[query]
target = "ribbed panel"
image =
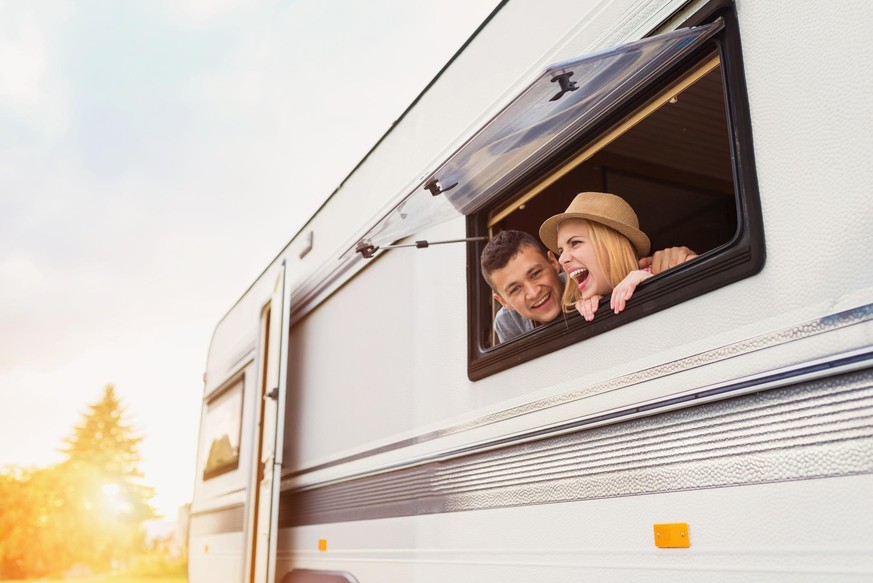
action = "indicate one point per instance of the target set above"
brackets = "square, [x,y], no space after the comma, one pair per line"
[817,429]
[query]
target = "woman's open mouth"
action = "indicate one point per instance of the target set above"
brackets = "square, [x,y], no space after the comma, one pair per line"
[540,302]
[580,276]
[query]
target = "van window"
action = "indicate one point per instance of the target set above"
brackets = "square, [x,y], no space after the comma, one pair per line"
[221,431]
[679,151]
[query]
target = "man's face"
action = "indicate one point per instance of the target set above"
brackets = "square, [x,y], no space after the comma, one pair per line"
[529,284]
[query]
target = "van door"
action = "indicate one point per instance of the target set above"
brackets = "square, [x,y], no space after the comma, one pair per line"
[265,494]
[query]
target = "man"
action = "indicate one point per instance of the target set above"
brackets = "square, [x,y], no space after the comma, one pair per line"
[527,284]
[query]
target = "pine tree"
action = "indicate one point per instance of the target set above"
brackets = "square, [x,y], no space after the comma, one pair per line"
[102,474]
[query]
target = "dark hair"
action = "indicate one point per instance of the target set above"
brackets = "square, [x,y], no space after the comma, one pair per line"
[502,247]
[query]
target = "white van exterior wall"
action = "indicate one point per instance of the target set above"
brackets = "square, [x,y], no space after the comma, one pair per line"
[396,332]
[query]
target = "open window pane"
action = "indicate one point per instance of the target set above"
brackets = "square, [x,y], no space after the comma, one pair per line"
[676,146]
[541,120]
[222,432]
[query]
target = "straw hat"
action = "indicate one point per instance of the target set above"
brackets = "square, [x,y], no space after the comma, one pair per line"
[600,207]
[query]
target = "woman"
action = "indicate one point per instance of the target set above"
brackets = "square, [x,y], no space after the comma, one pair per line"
[598,243]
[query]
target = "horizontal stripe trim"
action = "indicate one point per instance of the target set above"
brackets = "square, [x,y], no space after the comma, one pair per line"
[829,323]
[815,429]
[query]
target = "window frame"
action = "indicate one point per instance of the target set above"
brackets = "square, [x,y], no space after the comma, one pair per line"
[742,257]
[234,384]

━━━━━━━━

Assignment :: Locate the word "open" in the records above, and return each line that has it.

Task answer ::
target = "woman's open mouth"
target = "open window pane"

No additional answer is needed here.